*What you are asked to do*. Scale the lines starting at the one containing "the green antler" and ending at the last line, and reproduce only those lines, requests included. Multiply every coordinate in the answers by 1.2 and round each result to a whole number, with halves rounded up.

*Supplied material*.
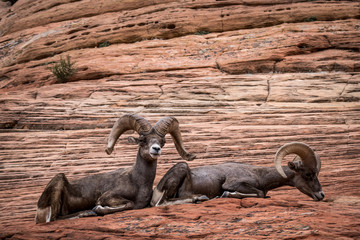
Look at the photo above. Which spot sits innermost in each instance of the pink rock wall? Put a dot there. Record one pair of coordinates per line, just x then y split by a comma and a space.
242, 77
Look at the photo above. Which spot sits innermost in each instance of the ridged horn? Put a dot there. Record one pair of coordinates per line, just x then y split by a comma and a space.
308, 156
123, 124
171, 125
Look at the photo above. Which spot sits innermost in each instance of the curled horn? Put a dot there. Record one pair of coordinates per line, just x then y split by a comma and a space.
123, 124
308, 157
171, 125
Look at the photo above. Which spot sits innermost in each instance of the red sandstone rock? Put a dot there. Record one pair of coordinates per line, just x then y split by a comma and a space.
243, 78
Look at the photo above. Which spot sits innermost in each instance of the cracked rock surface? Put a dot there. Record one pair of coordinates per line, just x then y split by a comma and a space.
242, 77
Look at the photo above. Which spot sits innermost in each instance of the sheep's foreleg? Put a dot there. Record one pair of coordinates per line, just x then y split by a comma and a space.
238, 194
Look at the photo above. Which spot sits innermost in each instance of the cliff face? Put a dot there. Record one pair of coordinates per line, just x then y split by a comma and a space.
242, 78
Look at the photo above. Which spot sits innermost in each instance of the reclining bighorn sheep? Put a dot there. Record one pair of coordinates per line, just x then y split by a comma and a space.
238, 180
122, 189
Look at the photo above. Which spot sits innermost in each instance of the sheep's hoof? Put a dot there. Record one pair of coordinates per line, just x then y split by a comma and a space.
225, 194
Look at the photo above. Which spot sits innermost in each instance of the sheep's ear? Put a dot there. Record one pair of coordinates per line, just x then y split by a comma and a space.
292, 166
133, 140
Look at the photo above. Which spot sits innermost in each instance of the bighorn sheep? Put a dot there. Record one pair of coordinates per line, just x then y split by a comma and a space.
122, 189
240, 180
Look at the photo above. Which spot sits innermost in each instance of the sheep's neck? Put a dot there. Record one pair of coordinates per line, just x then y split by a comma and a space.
144, 171
271, 179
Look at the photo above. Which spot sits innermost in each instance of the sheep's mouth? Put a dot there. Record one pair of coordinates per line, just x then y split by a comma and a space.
155, 155
318, 196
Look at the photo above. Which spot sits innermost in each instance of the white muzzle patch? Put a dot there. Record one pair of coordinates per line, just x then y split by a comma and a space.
155, 151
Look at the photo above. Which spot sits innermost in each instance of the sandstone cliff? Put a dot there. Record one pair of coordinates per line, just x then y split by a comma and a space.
242, 77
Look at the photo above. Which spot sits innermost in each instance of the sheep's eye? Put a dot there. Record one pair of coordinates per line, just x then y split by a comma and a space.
308, 176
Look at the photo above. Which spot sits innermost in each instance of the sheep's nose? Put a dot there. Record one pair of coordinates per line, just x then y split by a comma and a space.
156, 148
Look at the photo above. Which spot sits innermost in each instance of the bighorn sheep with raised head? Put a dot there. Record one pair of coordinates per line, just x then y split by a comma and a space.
122, 189
240, 180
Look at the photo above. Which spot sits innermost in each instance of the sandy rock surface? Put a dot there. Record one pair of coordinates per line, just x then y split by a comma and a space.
242, 78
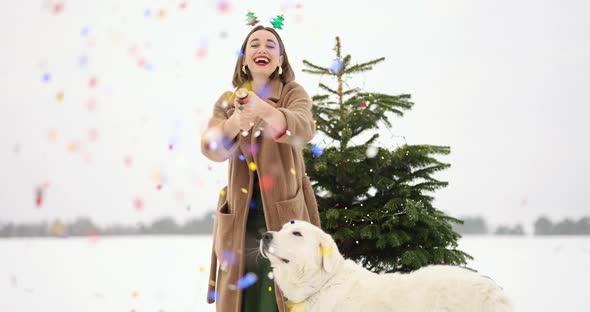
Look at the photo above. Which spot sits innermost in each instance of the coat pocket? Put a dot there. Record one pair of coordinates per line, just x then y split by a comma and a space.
292, 209
311, 202
224, 228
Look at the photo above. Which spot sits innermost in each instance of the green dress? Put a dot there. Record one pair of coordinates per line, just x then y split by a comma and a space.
260, 296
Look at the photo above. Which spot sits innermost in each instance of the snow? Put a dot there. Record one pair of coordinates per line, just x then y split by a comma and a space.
170, 273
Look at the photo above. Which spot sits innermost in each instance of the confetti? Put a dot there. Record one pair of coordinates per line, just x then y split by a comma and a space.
73, 147
91, 105
277, 22
85, 30
336, 66
223, 6
266, 182
248, 280
92, 82
316, 150
372, 151
213, 295
92, 135
52, 135
46, 77
128, 161
39, 197
251, 19
57, 8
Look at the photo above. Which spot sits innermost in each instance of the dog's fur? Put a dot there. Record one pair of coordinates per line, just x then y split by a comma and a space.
312, 274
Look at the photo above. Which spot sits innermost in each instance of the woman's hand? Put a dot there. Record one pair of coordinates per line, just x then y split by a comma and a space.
256, 107
244, 120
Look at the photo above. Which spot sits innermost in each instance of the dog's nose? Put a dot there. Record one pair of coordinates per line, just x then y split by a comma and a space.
267, 237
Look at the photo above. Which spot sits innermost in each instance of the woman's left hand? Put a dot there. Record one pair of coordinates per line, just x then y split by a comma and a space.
256, 107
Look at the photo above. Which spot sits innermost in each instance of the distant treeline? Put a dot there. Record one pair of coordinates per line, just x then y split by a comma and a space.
85, 227
542, 226
204, 226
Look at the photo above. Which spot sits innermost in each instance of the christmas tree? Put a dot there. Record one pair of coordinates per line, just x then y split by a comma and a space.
372, 199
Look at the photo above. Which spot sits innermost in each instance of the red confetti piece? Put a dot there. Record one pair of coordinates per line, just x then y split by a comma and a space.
92, 82
57, 8
92, 135
91, 105
267, 182
128, 161
223, 6
39, 197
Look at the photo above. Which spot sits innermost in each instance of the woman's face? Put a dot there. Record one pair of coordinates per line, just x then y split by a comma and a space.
262, 55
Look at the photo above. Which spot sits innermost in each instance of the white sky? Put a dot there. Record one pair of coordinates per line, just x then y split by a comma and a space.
504, 83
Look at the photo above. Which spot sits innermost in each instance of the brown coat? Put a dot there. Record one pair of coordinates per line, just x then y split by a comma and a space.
291, 197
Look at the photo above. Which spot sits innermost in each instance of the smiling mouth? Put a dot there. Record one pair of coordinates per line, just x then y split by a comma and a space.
261, 60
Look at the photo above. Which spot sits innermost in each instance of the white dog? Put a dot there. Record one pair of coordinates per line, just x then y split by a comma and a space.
314, 276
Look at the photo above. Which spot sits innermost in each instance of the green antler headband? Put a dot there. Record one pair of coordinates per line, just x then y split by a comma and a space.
276, 22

*The output*.
Look at the photo above. Which spot sits innermost in each instance of the green antler headband? Put a dot there. Record one pair of coordinates per line, just x then y split by a comma and a space.
331, 26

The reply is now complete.